Excerpts from a dataset:
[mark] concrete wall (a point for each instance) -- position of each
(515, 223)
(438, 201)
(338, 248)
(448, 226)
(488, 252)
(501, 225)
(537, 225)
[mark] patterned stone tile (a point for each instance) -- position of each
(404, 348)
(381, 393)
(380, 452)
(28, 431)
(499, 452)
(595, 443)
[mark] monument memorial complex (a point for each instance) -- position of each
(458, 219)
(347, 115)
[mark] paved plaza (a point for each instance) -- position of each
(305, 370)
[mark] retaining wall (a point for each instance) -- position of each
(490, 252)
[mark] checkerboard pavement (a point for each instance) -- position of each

==

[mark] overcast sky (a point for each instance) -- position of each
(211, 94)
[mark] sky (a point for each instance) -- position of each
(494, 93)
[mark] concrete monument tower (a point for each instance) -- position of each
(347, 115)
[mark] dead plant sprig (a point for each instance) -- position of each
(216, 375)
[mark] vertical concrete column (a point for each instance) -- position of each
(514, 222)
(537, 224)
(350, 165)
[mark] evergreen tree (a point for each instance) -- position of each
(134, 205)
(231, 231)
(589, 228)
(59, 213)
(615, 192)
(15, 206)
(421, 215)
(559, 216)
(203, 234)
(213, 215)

TASK: Repeat word for word the lines above that run from the line containing "[mark] concrete wall" through the line containing "[mark] checkerboard pavement", both ends included, and nothing else.

TASK SOLUTION:
[mark] concrete wall (a point for each instance) -- position of each
(515, 223)
(438, 201)
(338, 248)
(448, 226)
(488, 252)
(501, 225)
(537, 225)
[mark] patterned stone tile (a point for each instance) -- position of each
(404, 348)
(381, 393)
(380, 452)
(28, 431)
(499, 452)
(595, 443)
[mark] monument memorial complex (a point for each instance) -- position of each
(458, 219)
(347, 115)
[mark] paved plaza (a point for each instance) -- position of each
(305, 370)
[mark] retaining wall (a point for each instance) -- position of each
(490, 252)
[mark] checkerboard pavement (a point for each instance) -- position of each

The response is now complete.